[Referring expression pointing data]
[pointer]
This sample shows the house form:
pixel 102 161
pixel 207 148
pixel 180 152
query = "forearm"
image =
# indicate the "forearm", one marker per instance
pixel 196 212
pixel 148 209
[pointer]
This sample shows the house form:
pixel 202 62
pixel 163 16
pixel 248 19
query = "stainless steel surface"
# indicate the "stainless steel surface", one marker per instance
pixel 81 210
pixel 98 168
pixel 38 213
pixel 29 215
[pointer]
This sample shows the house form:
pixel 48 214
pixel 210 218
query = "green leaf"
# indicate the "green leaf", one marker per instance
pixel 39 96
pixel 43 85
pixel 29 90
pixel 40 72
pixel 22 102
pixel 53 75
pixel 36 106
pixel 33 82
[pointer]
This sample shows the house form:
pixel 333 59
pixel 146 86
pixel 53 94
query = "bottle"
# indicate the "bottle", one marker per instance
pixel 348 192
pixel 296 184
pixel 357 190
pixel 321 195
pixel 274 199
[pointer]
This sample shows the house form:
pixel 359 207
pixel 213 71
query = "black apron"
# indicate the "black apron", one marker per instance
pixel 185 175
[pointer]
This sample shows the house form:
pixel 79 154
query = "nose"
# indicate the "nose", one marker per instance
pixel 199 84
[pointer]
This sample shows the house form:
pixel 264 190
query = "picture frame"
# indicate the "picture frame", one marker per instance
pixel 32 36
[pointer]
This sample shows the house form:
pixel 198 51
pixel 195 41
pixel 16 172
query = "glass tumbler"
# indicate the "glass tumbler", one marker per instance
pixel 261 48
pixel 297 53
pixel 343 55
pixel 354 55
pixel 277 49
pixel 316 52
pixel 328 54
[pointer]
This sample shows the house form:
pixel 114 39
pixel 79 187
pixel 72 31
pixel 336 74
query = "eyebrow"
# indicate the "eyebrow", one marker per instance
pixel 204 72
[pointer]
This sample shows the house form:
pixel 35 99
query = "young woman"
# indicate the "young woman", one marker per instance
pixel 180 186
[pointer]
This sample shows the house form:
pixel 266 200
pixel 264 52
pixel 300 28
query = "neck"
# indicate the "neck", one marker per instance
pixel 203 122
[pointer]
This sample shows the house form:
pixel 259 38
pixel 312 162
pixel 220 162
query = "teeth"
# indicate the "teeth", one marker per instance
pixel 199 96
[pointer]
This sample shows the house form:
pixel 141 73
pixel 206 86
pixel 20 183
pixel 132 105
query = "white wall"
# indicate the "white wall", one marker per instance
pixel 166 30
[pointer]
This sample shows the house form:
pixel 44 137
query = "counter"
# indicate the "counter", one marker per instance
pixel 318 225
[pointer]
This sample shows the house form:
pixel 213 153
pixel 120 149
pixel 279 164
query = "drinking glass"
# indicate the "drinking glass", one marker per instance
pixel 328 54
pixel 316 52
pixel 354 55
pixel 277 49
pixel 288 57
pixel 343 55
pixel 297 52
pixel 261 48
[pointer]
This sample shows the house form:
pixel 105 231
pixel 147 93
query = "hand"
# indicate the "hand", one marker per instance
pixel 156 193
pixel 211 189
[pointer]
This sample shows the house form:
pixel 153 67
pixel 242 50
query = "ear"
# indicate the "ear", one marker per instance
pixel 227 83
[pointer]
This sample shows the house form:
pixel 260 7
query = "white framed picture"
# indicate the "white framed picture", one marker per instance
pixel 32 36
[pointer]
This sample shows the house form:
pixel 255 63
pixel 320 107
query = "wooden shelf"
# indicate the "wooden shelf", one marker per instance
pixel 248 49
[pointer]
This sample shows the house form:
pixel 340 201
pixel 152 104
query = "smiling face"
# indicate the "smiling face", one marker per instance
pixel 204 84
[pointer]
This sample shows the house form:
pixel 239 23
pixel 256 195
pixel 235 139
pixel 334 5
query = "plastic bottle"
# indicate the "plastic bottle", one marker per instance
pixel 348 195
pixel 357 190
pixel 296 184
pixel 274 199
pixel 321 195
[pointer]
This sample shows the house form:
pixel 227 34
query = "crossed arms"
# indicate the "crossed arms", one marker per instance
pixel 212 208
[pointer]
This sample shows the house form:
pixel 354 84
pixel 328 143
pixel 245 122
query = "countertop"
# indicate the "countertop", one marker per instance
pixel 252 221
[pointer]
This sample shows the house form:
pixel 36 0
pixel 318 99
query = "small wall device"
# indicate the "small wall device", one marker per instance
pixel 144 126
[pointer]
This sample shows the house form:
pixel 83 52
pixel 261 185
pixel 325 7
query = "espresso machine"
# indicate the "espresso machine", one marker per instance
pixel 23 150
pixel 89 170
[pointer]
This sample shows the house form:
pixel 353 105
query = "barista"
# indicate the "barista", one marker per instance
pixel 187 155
--
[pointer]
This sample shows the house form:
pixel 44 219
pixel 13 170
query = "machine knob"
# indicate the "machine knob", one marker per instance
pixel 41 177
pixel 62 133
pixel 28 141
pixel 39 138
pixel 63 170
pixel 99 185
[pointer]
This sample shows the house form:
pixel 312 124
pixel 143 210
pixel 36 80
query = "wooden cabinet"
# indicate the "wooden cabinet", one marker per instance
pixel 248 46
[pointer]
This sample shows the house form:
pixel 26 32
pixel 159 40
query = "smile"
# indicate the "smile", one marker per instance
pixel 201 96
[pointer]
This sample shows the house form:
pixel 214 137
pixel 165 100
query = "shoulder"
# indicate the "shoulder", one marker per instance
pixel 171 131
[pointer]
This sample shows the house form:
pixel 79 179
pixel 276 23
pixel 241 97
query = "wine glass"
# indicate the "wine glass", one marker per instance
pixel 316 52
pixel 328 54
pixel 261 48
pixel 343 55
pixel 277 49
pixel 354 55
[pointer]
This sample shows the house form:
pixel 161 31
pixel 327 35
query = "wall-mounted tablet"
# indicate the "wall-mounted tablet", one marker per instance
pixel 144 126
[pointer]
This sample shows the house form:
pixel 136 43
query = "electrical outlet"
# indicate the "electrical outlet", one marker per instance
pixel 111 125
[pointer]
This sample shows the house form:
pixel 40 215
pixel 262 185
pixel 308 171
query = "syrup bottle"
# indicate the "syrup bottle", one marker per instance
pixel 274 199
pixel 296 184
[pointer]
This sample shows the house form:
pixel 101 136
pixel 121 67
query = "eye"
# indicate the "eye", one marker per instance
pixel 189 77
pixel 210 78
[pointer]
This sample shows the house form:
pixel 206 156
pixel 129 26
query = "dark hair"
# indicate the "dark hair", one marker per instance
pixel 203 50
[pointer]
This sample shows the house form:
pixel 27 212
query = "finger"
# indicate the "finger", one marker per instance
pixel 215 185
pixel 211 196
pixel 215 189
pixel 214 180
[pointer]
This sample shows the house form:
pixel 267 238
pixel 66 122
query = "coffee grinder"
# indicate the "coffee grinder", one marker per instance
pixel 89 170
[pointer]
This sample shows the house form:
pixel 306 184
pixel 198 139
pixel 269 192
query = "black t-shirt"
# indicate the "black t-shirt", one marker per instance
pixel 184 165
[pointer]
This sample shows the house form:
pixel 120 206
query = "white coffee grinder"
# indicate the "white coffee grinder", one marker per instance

EXERCISE DESCRIPTION> Each line in the entries above, starting at the line with "pixel 36 80" and ending at the line with "pixel 308 171", is to be printed exactly, and only those lines.

YOUR RESPONSE>
pixel 36 80
query = "wooden cabinet"
# indicate the "wooden cabinet", one marker per instance
pixel 248 46
[pointer]
This sample shows the house form:
pixel 26 32
pixel 159 40
query = "smile"
# indicate the "smile", one marker per instance
pixel 201 96
[pointer]
This sample shows the house form:
pixel 214 137
pixel 165 100
query = "shoulder"
# indicate the "shoulder", one marker per instance
pixel 171 131
[pointer]
This sample shows the house form:
pixel 79 179
pixel 276 23
pixel 241 97
query = "wine glass"
# indicate the "wine glass", one marker per instance
pixel 316 52
pixel 328 54
pixel 261 48
pixel 343 55
pixel 277 49
pixel 354 55
[pointer]
This sample shows the house form:
pixel 161 31
pixel 327 35
query = "wall-mounted tablet"
# indicate the "wall-mounted tablet", one marker per instance
pixel 144 126
[pointer]
This sample shows the house form:
pixel 136 43
query = "electrical outlet"
# indicate the "electrical outlet", one marker per instance
pixel 111 125
[pointer]
This sample shows the house form:
pixel 40 215
pixel 262 185
pixel 308 171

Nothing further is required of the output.